**Point-per-instance localization data:**
* * *

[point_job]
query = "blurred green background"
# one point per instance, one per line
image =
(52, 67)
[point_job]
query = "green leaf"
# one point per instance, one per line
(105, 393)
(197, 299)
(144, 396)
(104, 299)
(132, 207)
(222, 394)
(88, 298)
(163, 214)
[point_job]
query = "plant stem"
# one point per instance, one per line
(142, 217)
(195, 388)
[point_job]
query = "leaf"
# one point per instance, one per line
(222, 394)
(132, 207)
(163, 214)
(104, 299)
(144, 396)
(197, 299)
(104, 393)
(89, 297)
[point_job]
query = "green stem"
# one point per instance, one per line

* * *

**TASK OBJECTIVE:** Write the data out once more, exactly as it was given.

**THE ANSWER:**
[point_job]
query = "blurred green background"
# one point per instance, one per line
image =
(52, 67)
[point_job]
query = "green leaf"
# one point per instance, one per line
(105, 393)
(197, 299)
(144, 396)
(104, 299)
(132, 207)
(222, 394)
(88, 298)
(163, 214)
[point_job]
query = "plant stem"
# one point per instance, one per line
(142, 217)
(195, 388)
[point_job]
query = "leaf"
# one point per instance, one per line
(222, 394)
(132, 207)
(163, 214)
(104, 299)
(144, 396)
(197, 299)
(104, 393)
(89, 297)
[point_job]
query = "green stem"
# one point per instance, one per line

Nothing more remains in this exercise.